*Your task*.
Please output the entries below without altering a single character.

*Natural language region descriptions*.
= Beginning of Section =

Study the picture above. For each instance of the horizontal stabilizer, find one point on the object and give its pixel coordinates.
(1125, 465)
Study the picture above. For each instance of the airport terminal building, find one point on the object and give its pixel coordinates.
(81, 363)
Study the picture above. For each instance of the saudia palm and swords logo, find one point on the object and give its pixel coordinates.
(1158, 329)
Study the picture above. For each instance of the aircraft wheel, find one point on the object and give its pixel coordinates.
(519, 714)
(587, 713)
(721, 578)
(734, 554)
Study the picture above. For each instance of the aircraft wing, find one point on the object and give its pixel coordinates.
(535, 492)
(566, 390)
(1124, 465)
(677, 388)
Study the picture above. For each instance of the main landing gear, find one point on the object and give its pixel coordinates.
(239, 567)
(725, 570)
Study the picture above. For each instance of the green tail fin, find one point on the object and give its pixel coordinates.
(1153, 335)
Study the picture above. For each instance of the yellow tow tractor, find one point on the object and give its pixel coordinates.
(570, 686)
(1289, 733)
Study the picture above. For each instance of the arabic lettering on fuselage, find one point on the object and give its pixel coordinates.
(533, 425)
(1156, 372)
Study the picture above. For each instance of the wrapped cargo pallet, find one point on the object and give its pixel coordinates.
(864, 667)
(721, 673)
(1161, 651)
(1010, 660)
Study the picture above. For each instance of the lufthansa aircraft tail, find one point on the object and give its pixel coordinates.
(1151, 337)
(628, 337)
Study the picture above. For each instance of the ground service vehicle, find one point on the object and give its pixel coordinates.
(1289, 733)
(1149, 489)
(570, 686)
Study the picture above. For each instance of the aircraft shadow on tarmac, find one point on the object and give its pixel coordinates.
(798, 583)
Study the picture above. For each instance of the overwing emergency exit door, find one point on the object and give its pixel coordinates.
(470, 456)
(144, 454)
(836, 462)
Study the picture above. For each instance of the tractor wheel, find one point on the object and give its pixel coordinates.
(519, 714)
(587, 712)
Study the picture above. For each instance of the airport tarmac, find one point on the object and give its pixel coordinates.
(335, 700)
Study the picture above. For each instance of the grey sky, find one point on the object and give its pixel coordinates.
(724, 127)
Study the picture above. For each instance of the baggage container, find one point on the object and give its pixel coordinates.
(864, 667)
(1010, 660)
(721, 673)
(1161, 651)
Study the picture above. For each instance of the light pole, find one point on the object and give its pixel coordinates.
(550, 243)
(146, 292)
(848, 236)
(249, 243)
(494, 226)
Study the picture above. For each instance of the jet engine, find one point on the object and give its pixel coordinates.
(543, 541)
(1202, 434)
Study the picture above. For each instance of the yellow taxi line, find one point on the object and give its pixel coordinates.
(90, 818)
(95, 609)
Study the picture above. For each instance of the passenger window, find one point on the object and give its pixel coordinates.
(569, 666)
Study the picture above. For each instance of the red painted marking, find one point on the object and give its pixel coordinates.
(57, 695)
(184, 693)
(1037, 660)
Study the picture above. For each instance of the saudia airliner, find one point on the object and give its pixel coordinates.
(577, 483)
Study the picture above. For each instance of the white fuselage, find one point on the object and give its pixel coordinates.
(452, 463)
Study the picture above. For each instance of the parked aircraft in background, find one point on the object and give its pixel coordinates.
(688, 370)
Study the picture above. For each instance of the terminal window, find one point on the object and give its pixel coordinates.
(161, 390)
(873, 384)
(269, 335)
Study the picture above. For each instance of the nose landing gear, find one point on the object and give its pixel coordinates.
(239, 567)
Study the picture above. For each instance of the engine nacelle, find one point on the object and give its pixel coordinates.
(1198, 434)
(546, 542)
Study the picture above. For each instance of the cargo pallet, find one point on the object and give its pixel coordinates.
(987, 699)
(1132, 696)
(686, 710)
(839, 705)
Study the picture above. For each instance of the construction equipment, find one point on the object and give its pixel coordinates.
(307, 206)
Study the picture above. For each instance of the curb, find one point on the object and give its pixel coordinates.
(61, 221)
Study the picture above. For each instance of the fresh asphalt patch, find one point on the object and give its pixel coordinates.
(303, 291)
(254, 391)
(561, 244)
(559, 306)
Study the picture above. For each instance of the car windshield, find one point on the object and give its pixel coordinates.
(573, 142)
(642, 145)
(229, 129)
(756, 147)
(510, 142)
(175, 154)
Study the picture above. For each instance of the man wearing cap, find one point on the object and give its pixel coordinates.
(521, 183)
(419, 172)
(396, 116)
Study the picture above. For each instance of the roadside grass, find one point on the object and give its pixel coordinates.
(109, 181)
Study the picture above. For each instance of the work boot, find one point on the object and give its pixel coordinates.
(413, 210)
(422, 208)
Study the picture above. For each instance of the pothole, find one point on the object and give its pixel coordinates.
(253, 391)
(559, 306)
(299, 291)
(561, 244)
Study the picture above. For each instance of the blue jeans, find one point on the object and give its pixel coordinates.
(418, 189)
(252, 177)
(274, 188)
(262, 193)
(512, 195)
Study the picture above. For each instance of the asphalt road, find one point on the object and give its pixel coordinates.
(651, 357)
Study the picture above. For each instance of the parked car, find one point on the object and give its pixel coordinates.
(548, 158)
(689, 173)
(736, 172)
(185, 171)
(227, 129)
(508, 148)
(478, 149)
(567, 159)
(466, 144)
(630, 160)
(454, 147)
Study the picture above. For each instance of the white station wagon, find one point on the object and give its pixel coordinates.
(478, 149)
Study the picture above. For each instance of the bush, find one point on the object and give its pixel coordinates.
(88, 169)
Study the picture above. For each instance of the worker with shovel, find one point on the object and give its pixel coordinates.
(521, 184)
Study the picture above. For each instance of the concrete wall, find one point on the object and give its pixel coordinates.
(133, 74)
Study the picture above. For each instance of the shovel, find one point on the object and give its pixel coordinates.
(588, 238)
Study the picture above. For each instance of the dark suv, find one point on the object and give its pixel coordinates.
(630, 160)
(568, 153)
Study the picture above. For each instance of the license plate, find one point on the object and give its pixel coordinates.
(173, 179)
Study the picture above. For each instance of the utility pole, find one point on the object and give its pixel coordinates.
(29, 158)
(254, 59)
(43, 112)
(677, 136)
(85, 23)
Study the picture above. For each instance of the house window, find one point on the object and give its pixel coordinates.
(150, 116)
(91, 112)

= End of Section =

*Exercise answer*.
Study the picture above. For each instance of the horizontal stabilizer, find one point on the object and give its pixel coordinates.
(1125, 465)
Study the picture above. For each instance of the airport terminal building, find one point on the object and give its pixel coordinates.
(81, 363)
Study the picture above. For each instance of the saudia palm and swords logo, find one point on the object and give its pixel coordinates.
(1158, 329)
Study the picture above. For each instance of the aircraft wheel, find one point on the object and give its pixel coordinates.
(519, 714)
(587, 713)
(721, 578)
(734, 554)
Study the picture above. For each instance of the aircraft wing, find one point on the object and give its pixel coordinates.
(535, 492)
(566, 390)
(1124, 465)
(677, 388)
Study the picture above. For each instance of the main landing gear, find one point on the object and give its pixel coordinates.
(239, 567)
(725, 570)
Study the picture above. For each instance of the green tail fin, find one point on the object and give its pixel coordinates.
(1153, 335)
Study the picture above. For each instance of the yellow tow tractor, find one point on the object and give its pixel coordinates.
(570, 686)
(1289, 733)
Study the picture above. For each instance of the arabic lettering on fuselage, find one point on the object and give its pixel coordinates.
(533, 425)
(1156, 372)
Study the picture above. For each instance of the wrapped cargo pallet, find one point on the object and give its pixel coordinates.
(864, 667)
(721, 673)
(1161, 651)
(1010, 660)
Study the picture above. For each instance of the lufthansa aircraft tail, find one point on the object and give its pixel coordinates.
(1151, 337)
(628, 337)
Study the picture above. For each instance of the ground service vehicle, find one point on the object and give its pixel coordinates.
(1289, 733)
(1149, 489)
(570, 686)
Study the picture above. For each instance of the aircraft shadow on tarmac, find one point on the object and give its pixel coordinates.
(798, 583)
Study the picture above. For each instance of the overwing emergency exit door, find one point on the object and give its pixel coordinates.
(470, 456)
(144, 454)
(836, 462)
Study the picture above. For each instance of the tractor wheel, find one point on the object and give its pixel coordinates.
(519, 714)
(587, 712)
Study the picture above. For each instance of the airport tarmac, find one point on the object and give its pixel coordinates.
(335, 700)
Study the picture above. For each instance of the grey sky, find one point on the object and give its pixel coordinates.
(724, 127)
Study the picture above. For each instance of the baggage container, find one point on the object and give its pixel coordinates.
(864, 667)
(1010, 660)
(721, 673)
(1161, 651)
Study the picture above. For each instance of the light pole, find one point on the object and give its pixel coordinates.
(550, 243)
(146, 292)
(848, 236)
(249, 243)
(494, 226)
Study the picture above. For each instance of the jet engine, find one point on the object and give its pixel coordinates.
(543, 541)
(1202, 434)
Study the picture above. For each instance of the yellow taxi line, find one point on the object and give its pixel coordinates.
(90, 818)
(95, 609)
Study the picture above. For each instance of the passenger window, find one point on the object and give its pixel coordinates.
(569, 666)
Study the picture above. For each instance of the red painted marking, find one point on the object and give its pixel coordinates.
(57, 695)
(184, 693)
(1037, 660)
Study the picture above. For each instance of the saudia airliner, find one point on the object and give its pixel coordinates.
(577, 483)
Study the picture above. For each instance of the white fuselage, find one point on the object and give its pixel coordinates.
(452, 463)
Study the picture above. For each instance of the parked aircraft in background, find one point on the object and give its pixel coordinates.
(688, 370)
Study the picture above. For each instance of the terminal window, find one point on the object and give its pixel coordinates.
(161, 390)
(873, 384)
(269, 335)
Study the picture above. For each instance of the nose landing gear, find one point on the object and give its pixel coordinates.
(239, 567)
Study the picture above. For each instance of the engine nacelle, find one point on the object and give its pixel coordinates.
(1198, 434)
(546, 542)
Study the picture above. For each instance of the cargo pallet, find one point on the object and give its pixel coordinates.
(987, 699)
(1132, 696)
(686, 710)
(839, 705)
Study the picture above. For each instance of the construction equipment, find one point on the object and give its pixel coordinates.
(307, 206)
Study the picture above. For each instance of the curb, find one point on the object and give its pixel coordinates.
(61, 221)
Study the picture above. For each instance of the fresh asphalt patch, find one point on the object and give its pixel coordinates.
(303, 291)
(254, 391)
(561, 244)
(559, 306)
Study the picture above. For each instance of the car windshield, find one point on the object and give its pixel coordinates.
(573, 142)
(642, 145)
(229, 129)
(756, 147)
(510, 142)
(175, 154)
Study the picture above. For each instance of the man wearing cap, find one point on the object and give its pixel coordinates.
(521, 183)
(419, 172)
(396, 116)
Study the picture above. For each instance of the roadside grass, find one point on the object and give its pixel coordinates.
(109, 181)
Study the picture above. For each instance of the work boot, find one point on the object and give its pixel coordinates.
(413, 210)
(422, 208)
Study the picture above. For each instance of the pothole, find one point on the object and give its pixel coordinates.
(253, 391)
(559, 306)
(299, 291)
(561, 244)
Study the picture above. For each instance of the blue jeans, find one point on the object and give its pixel coordinates.
(418, 189)
(252, 177)
(274, 188)
(262, 193)
(512, 195)
Study the picture above. For each instance of the asphalt road, find one point on the object and give its pixel coordinates.
(651, 357)
Study the picture above. For each instance of the parked car, find one point on the object and give its pixel coordinates.
(548, 158)
(689, 173)
(736, 172)
(185, 171)
(227, 129)
(508, 148)
(478, 149)
(567, 159)
(466, 144)
(630, 160)
(454, 147)
Study the picture above. For each instance of the white station wagon, find one point on the object and give its pixel coordinates.
(478, 149)
Study the picture above. For each instance of the bush, find one point on the object and give its pixel coordinates.
(88, 169)
Study the picture above. For each instance of the worker with shovel, find one point on the object and give its pixel coordinates.
(521, 184)
Study the picture above. For each instance of the concrete wall, find one point on the object and give its pixel coordinates.
(133, 74)
Study the picture above. For each instance of the shovel, find one point on the object and give its pixel coordinates.
(588, 238)
Study the picture above. For each instance of the dark suv, find one point on the object and give its pixel coordinates.
(630, 160)
(568, 153)
Study the picture above. For each instance of the license plate, find one point on the object and give its pixel coordinates.
(173, 179)
Study the picture above. For each instance of the utility pole, find one point on the object and give its pixel coordinates.
(29, 158)
(254, 59)
(43, 112)
(677, 136)
(85, 23)
Study the picture above. For each instance of the house window, find one point on the object and give its pixel coordinates.
(150, 116)
(91, 112)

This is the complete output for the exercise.